-- start Material provided --

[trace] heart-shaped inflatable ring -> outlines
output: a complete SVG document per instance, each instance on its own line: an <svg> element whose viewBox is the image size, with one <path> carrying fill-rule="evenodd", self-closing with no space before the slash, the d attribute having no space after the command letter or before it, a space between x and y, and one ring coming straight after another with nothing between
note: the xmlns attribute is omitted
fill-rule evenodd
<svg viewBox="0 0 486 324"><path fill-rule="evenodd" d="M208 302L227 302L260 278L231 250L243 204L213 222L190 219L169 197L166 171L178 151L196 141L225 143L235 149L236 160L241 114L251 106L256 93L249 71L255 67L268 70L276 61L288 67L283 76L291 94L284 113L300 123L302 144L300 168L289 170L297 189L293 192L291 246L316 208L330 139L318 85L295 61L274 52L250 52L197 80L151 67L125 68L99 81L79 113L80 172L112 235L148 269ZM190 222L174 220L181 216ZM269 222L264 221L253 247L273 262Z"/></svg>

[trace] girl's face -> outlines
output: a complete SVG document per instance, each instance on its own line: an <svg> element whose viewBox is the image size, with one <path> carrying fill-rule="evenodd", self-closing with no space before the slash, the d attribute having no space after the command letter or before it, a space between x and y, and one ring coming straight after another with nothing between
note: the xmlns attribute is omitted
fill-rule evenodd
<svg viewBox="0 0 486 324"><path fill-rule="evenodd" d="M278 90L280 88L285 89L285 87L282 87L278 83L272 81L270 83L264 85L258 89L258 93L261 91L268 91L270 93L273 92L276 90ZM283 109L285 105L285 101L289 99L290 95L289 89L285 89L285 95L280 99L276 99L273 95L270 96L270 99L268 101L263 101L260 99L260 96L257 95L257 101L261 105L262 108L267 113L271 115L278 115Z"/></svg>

-- end Material provided --

> [Aim]: Copy out the rows above, changing every "outlines" to "contours" and keeping everything else the same.

> [Response]:
[trace] heart-shaped inflatable ring -> contours
output: a complete SVG document per instance, each instance on its own line: an <svg> element whose viewBox is the image size, with one <path> carrying fill-rule="evenodd", self-closing with no space before the slash, the d attribute having no space after the command letter or before it, a space between x and y, and one ring coming straight after another with nothing between
note: the xmlns attribute is omitted
fill-rule evenodd
<svg viewBox="0 0 486 324"><path fill-rule="evenodd" d="M208 302L227 302L260 278L231 250L243 204L213 222L190 219L169 197L166 171L178 151L196 141L225 143L235 149L236 160L241 114L251 106L256 93L249 71L255 67L268 70L276 61L288 67L283 76L291 94L284 113L300 123L302 144L300 168L289 170L297 189L293 192L291 246L316 208L330 139L318 85L295 61L274 52L250 52L197 80L151 67L125 68L99 81L79 113L80 172L112 235L148 269ZM190 222L174 220L181 216ZM269 222L264 221L253 247L273 262Z"/></svg>

[trace] girl's face -> contours
output: a complete SVG document per instance, each instance on its own line: an <svg> element whose viewBox is the image size, with one <path> carrying fill-rule="evenodd", self-closing with no space before the slash, the d attribute having no space after the command letter or before it, a space between x and y, and one ring coming straight after another with nothing between
note: the xmlns attribute is omitted
fill-rule evenodd
<svg viewBox="0 0 486 324"><path fill-rule="evenodd" d="M278 90L280 88L285 89L285 87L282 87L278 83L272 81L270 83L264 85L258 89L258 93L261 91L268 91L270 93L273 92L276 90ZM283 109L285 105L285 101L289 99L290 95L289 89L285 89L285 95L280 99L276 99L273 95L270 96L270 99L268 101L263 101L260 99L260 96L257 95L257 101L261 105L262 108L267 113L271 115L278 115Z"/></svg>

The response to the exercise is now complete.